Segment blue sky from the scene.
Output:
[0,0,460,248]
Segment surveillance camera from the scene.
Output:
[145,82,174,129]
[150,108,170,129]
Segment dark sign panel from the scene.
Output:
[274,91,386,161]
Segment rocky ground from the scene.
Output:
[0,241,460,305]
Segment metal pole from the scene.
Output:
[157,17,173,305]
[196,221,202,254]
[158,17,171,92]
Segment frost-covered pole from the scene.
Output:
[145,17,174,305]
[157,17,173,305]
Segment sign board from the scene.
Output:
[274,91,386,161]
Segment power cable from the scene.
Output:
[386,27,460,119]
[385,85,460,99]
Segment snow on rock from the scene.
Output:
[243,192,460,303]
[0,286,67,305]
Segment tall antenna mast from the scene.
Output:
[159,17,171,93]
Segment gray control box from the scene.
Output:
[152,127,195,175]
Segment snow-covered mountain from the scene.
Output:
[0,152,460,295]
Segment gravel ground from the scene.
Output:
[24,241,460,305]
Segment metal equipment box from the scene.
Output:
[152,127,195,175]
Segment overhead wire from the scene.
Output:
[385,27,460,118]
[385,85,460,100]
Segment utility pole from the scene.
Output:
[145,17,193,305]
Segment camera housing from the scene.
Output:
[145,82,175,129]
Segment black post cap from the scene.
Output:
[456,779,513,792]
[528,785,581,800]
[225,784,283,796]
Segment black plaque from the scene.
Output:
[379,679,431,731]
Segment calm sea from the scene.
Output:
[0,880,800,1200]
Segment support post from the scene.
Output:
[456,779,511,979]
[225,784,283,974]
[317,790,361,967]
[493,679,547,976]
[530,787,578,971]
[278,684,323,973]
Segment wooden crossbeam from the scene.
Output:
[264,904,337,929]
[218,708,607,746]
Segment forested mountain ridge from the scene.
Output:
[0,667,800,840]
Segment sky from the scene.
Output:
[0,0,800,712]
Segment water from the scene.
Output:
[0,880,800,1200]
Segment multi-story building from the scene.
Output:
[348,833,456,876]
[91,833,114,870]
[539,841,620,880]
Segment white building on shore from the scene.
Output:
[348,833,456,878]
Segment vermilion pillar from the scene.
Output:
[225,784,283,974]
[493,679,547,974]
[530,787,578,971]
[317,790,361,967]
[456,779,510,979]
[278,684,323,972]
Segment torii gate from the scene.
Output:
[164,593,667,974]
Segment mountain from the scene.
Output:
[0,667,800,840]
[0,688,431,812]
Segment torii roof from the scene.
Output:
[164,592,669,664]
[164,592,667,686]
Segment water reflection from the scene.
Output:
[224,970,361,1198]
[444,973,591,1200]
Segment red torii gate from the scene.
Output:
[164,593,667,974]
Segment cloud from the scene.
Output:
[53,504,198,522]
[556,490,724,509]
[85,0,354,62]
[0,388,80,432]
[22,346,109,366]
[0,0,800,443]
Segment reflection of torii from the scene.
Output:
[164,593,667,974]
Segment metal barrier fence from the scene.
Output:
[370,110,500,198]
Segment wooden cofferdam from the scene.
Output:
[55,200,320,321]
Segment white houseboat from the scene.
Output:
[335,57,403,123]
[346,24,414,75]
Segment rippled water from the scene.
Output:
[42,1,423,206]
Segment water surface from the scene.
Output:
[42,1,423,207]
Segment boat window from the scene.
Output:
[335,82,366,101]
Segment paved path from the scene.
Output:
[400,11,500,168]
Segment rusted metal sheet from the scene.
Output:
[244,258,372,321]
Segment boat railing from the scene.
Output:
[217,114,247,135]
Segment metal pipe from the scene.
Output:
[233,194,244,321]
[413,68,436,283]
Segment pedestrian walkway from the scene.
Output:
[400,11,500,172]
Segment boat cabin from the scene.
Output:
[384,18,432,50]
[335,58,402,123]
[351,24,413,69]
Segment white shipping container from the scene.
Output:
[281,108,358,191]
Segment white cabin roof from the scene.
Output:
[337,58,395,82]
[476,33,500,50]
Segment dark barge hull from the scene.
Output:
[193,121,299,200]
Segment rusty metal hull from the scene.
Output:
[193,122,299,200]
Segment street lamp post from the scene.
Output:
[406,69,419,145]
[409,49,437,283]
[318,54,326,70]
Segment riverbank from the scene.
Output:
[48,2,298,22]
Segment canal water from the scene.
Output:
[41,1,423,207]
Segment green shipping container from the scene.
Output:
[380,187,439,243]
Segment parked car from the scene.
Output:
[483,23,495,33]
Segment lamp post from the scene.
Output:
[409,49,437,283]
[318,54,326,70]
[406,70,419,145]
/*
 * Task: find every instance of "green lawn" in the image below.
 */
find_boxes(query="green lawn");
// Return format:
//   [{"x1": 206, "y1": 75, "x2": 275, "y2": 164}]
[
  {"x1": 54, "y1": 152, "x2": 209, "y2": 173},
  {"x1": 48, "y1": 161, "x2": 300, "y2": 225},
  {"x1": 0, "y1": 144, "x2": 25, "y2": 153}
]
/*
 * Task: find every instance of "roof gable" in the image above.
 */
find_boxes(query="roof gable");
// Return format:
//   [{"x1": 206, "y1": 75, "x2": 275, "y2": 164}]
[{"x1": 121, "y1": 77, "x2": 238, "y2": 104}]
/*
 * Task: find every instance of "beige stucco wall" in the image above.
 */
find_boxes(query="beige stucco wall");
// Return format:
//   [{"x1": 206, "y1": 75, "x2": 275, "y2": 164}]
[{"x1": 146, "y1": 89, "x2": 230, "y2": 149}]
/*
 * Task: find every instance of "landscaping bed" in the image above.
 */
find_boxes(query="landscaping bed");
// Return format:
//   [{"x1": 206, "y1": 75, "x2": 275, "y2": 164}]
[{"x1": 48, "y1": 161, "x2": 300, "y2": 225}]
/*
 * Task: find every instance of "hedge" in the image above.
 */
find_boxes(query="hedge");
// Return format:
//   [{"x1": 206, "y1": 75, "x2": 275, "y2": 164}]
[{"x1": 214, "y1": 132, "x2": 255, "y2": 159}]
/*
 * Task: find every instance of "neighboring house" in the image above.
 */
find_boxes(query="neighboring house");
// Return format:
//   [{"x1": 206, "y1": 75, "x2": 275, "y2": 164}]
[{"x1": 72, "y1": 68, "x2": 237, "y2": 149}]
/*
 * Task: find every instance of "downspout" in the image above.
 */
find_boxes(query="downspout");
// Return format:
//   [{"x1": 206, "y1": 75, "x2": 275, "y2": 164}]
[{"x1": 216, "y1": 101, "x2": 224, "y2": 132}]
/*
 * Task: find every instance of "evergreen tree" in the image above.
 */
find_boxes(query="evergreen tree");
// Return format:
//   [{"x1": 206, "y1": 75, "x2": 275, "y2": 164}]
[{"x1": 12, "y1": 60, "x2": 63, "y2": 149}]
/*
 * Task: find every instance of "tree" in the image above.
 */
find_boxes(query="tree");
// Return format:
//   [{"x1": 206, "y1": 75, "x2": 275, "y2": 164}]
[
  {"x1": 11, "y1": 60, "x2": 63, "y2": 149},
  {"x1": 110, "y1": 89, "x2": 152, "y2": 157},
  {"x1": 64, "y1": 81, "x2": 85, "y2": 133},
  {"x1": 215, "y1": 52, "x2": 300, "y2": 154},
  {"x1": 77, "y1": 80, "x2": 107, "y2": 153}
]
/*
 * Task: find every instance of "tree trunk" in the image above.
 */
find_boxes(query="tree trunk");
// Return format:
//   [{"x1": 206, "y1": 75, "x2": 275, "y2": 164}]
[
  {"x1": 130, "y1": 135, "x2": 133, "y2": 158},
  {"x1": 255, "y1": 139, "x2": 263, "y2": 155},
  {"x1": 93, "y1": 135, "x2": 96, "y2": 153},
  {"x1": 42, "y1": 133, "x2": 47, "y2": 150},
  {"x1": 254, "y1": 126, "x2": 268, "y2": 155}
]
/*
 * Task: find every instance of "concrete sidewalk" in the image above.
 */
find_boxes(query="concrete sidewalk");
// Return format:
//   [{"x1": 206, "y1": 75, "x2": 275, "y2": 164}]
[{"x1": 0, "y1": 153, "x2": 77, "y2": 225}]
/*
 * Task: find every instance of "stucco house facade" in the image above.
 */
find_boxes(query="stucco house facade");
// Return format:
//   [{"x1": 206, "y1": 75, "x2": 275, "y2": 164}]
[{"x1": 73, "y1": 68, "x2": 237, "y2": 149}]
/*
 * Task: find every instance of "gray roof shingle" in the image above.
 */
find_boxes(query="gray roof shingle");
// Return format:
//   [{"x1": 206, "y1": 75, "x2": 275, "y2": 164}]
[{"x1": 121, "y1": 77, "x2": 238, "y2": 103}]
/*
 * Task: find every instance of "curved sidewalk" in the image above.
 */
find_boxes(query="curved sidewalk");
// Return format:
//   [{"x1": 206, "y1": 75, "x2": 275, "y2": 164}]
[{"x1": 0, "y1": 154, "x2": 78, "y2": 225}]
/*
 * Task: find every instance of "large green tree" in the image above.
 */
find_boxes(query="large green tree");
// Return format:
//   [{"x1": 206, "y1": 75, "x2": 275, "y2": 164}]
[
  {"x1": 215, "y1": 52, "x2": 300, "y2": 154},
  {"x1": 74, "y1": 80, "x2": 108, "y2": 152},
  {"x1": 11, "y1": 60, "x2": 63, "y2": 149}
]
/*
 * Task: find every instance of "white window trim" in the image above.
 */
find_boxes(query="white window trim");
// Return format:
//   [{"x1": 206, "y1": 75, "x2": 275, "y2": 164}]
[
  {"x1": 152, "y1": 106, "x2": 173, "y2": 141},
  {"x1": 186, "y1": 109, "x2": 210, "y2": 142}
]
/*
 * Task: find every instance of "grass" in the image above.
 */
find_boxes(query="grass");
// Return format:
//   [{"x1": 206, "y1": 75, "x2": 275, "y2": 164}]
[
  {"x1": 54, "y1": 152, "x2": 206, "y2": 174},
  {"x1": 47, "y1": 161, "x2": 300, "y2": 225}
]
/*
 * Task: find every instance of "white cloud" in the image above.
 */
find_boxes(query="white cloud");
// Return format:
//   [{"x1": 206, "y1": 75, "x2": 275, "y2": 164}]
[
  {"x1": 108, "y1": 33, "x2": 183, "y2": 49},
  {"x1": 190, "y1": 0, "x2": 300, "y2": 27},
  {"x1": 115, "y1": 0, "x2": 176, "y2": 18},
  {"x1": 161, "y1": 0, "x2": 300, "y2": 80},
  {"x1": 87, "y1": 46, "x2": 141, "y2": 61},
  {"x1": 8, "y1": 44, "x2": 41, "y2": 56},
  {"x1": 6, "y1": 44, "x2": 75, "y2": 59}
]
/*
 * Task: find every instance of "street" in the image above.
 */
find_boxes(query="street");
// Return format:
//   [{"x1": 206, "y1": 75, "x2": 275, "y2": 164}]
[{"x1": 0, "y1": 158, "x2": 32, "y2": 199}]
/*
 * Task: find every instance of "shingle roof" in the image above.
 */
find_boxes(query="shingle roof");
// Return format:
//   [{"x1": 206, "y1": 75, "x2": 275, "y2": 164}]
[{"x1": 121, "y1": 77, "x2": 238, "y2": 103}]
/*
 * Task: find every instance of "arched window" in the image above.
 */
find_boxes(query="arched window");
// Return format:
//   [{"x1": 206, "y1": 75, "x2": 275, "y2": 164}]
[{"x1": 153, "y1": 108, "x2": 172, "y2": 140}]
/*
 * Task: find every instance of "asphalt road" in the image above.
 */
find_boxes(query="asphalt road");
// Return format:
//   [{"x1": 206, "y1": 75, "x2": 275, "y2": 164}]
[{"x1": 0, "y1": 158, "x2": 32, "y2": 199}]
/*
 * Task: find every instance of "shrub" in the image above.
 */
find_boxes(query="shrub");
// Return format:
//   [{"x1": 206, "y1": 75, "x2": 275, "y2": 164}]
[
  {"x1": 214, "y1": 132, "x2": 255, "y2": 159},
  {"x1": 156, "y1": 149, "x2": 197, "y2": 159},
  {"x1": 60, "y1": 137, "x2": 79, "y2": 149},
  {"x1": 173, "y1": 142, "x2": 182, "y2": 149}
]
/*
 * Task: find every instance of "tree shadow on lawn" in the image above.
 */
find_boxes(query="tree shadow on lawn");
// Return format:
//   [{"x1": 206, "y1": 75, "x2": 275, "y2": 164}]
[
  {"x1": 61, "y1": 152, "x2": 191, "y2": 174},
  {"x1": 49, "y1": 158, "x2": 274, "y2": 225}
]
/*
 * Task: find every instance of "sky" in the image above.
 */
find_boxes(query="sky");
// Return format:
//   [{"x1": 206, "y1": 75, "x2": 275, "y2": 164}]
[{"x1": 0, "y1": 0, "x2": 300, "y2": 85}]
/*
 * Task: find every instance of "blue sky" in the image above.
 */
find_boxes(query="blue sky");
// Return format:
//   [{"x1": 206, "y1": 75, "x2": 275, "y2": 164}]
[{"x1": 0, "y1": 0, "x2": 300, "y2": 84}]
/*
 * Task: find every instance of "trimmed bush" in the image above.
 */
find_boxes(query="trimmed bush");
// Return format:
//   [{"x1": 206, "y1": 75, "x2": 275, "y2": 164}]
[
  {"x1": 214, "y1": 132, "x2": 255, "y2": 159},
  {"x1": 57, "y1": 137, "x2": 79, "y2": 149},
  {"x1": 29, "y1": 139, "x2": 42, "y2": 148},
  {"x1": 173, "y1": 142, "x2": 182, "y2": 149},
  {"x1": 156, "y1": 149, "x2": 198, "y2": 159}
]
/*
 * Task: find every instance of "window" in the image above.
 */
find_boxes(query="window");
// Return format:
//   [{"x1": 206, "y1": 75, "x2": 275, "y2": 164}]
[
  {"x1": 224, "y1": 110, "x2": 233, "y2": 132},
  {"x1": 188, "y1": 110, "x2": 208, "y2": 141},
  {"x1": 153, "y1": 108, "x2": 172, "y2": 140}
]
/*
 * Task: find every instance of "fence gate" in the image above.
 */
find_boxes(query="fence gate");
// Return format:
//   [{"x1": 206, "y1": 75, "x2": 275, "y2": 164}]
☆ ☆ ☆ ☆ ☆
→ GOAL
Change "Segment" to "Outline" in the records from the line with "Segment water from the scene." up to and including the line with "[400,11,500,168]", leaving everything else the same, and give only those lines.

→ FINISHED ANSWER
Outline water from the scene.
Output:
[0,880,800,1200]
Outline multi-story building from the scene.
Output:
[348,833,456,876]
[91,833,114,870]
[539,841,620,880]
Outline white building on shore from the scene.
Output:
[348,833,456,878]
Outline vermilion pillar from the scene.
Output:
[225,784,283,974]
[493,679,547,974]
[530,787,578,971]
[317,790,361,967]
[456,779,510,979]
[278,684,323,972]
Outline torii gate from the scene.
Output:
[164,593,667,974]
Outline mountain from the scene.
Output:
[0,667,800,840]
[0,688,431,812]
Outline torii roof from the scene.
Output:
[164,592,669,664]
[164,592,667,686]
Outline water reflection from the scene.
Output:
[224,970,361,1198]
[444,973,591,1200]
Outline red torii gate from the scene.
Output:
[164,593,667,974]
Outline cloud from the scene.
Output:
[53,504,198,522]
[556,490,724,509]
[85,0,354,62]
[0,388,80,432]
[22,346,109,366]
[0,0,800,443]
Outline reflection of torii from the scene.
Output:
[164,593,667,974]
Outline metal barrier fence from the scene.
Output:
[370,110,500,198]
Outline wooden cofferdam from the scene.
Output:
[55,200,320,321]
Outline white houseboat from the scene.
Output:
[335,57,403,123]
[346,24,414,75]
Outline rippled water from the scene.
Output:
[42,1,423,206]
Outline water surface from the scene.
Output:
[42,1,423,207]
Outline boat window from the scene.
Output:
[335,82,366,101]
Outline paved path from the scene.
Output:
[400,11,500,168]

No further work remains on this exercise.